----- Text excerpt
I hate my ass. I don't mean in any kind of physical attractiveness sense... I mean that I resent its general purpose and location.
You see, I worry about it. Because you can't see it, so you don't really know what it's up to. Plus, being that our society is assophobic, you've got no standard of health to compare it to, and no easy way to ask questions about it.
Example. So far, in my post-adolescent life, I am two for two on Doctor's Visits Including Ass Inspection Purely at My Request. The first time, I had noticed *bleeding* during shitting. And when I say "noticed," I mean "turned around and thought I had menstruated." So I arrange a checkup under the pretense of a possible hernia and have the man investigate my anal area. Before you go crying "ass-freak" at me, let me assure you that I was indeed worried about the state of my ass. Recurring blood in the bowl ought to be a warning sign. Generally blood in any form outside actual veins/arteries is an alertable function. But my doc (let's call him Doctor #1), upon completion of his knuckle-twisting inspection, just said I should strain less while "moving my bowels."
"Moving your bowels" is just a way for doctors to elevate themselves dictionarily from those whom they have just rubber-finger ass-reamed. After that visit, I attempted to strain less and I've been blood free for the most part (I thank my vegetarian diet for that.) Oh, there was no hernia either.
----------
----- The data
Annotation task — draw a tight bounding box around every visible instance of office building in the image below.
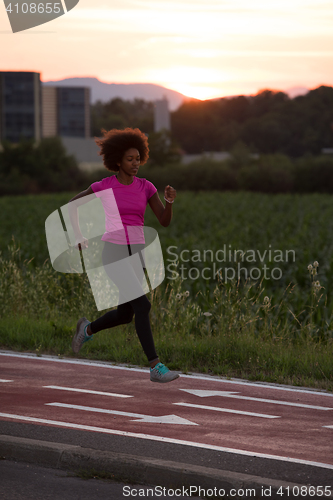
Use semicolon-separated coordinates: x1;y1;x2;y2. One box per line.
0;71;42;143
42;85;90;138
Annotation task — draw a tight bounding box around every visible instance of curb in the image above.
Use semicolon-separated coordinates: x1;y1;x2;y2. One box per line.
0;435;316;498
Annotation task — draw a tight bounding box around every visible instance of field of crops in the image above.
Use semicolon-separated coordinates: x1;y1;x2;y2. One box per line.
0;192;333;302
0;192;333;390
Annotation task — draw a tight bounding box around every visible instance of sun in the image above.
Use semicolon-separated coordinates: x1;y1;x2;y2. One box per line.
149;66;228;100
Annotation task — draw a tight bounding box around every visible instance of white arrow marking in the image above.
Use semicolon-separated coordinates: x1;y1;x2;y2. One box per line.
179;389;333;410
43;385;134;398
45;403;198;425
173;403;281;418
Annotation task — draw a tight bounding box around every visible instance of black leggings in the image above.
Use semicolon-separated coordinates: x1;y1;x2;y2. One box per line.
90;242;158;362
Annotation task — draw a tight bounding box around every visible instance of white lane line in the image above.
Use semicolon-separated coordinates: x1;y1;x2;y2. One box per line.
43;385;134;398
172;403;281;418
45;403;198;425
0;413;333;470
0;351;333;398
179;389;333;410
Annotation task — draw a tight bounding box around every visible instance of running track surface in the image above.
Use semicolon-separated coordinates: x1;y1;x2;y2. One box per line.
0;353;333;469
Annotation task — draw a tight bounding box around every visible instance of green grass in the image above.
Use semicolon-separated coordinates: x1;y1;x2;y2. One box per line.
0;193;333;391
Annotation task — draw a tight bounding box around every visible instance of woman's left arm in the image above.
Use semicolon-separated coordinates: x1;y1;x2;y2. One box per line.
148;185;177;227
----------
• [Things to do]
(a) From the essay about the writer's ass, copy the passage starting with "You see, I worry" and going on through "questions about it.", swapping "society" for "culture".
(b) Carry the essay about the writer's ass on past its final sentence.

• [Answers by item]
(a)
You see, I worry about it. Because you can't see it, so you don't really know what it's up to. Plus, being that our culture is assophobic, you've got no standard of health to compare it to, and no easy way to ask questions about it.

(b)
For visit #2 (and Doctor #2), I had convinced myself I had a hemorrhoid. Not to sicken anyone, but this gets back to my first point. You can't get a fucking good look at your ass. I felt I was meeting what society has taught me are hemorrhoidal symptoms. Doctor #2 did a little spread and claimed to see nothing. Nothing! So either my sphincter was so far gone that he couldn't bring himself to deliver the bad news, or I have no goddamn idea what's going on in my own ass. Two out of two doctors agree with the latter. To make matters worse, Doctor #2 said that there's nothing you do about hemorrhoids anyway, unless they're bleeding or the size of a clock radio. Apparantly my naive procedural suggestion of "Just cut it off" isn't practiced within the western medical arena.
Coming out of that visit, I was left wondering where to go. Assuming my doctor(s) can recognize ass problems, then what am I experiencing? Am I an assochondriac? The thing is, I don't want to ignore any appearing health problems like I ignore car problems (sorry, Dad.) My ass is out of control. A rogue organ back there spitting blood and having psychosomatic hemorrhoids.